• _Listed records_:
= = = = = = =

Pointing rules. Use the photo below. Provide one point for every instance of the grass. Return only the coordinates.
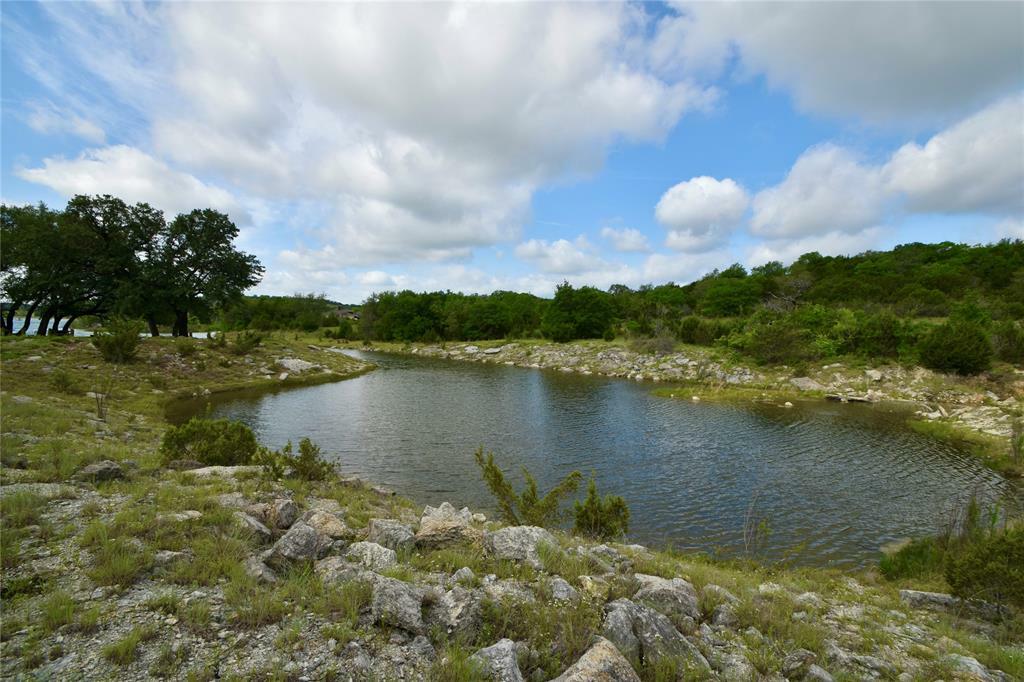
(124, 650)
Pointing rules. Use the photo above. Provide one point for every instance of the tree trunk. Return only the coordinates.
(28, 320)
(180, 323)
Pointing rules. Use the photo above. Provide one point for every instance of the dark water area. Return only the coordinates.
(835, 481)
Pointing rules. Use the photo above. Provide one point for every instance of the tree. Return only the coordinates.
(200, 266)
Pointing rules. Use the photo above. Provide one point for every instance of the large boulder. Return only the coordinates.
(498, 663)
(328, 523)
(642, 632)
(254, 526)
(372, 556)
(444, 526)
(391, 534)
(518, 543)
(300, 544)
(396, 603)
(675, 598)
(602, 663)
(459, 611)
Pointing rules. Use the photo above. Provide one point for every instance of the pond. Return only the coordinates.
(834, 481)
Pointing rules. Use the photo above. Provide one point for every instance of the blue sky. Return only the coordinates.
(361, 147)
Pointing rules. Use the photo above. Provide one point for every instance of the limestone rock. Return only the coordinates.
(253, 525)
(295, 365)
(372, 556)
(518, 543)
(675, 598)
(100, 471)
(396, 603)
(458, 611)
(602, 663)
(391, 534)
(640, 631)
(498, 662)
(328, 523)
(806, 384)
(301, 543)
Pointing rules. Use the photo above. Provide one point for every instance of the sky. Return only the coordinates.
(366, 147)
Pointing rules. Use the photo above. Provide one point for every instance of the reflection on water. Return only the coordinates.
(835, 481)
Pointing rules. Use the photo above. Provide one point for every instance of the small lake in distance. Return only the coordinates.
(835, 481)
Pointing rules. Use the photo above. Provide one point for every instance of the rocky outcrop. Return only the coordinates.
(390, 534)
(300, 544)
(397, 604)
(518, 543)
(643, 633)
(498, 662)
(602, 663)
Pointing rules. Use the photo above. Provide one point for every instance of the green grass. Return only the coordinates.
(124, 650)
(57, 609)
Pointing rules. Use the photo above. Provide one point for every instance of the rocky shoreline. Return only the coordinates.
(973, 405)
(642, 611)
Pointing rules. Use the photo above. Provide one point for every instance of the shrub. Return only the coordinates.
(602, 519)
(1008, 338)
(961, 346)
(218, 441)
(991, 568)
(246, 342)
(526, 507)
(120, 342)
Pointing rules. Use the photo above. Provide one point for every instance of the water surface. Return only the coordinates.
(835, 481)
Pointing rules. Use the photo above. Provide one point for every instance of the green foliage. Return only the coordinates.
(602, 519)
(990, 567)
(1008, 340)
(526, 507)
(961, 346)
(119, 343)
(219, 441)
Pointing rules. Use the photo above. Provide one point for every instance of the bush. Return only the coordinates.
(212, 441)
(1008, 338)
(526, 507)
(601, 519)
(990, 568)
(961, 346)
(120, 342)
(246, 342)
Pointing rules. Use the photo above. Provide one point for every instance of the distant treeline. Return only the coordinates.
(820, 306)
(100, 256)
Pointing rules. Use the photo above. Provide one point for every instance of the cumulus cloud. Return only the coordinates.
(701, 212)
(827, 189)
(827, 244)
(133, 176)
(560, 256)
(976, 165)
(882, 61)
(626, 240)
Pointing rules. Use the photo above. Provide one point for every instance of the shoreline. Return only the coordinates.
(965, 412)
(148, 571)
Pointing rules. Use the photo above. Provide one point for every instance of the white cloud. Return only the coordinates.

= = = = = = =

• _Goal of the exercise_: Could you reproduce the lines above, from the one that holds "treeline. Return only the coordinates." through the last, exactly as they stand?

• _Task response_:
Pointing rules. Use the photo above. Provide one point for every instance of the distant treeline. Return only the coordinates.
(820, 306)
(100, 256)
Pointing rules. Use the photo above. Provide one point for every instance of the cumulus cloud. Return only the coordinates.
(701, 212)
(827, 189)
(827, 244)
(133, 176)
(560, 256)
(976, 165)
(882, 61)
(626, 240)
Pointing rules. Use the photo above. Provide one point for every instance of the shoreline. Return only the coordinates.
(965, 412)
(148, 571)
Pointing rules. Use the photo above. Provide one point for every instance of the white cloud. Return only the coordinates.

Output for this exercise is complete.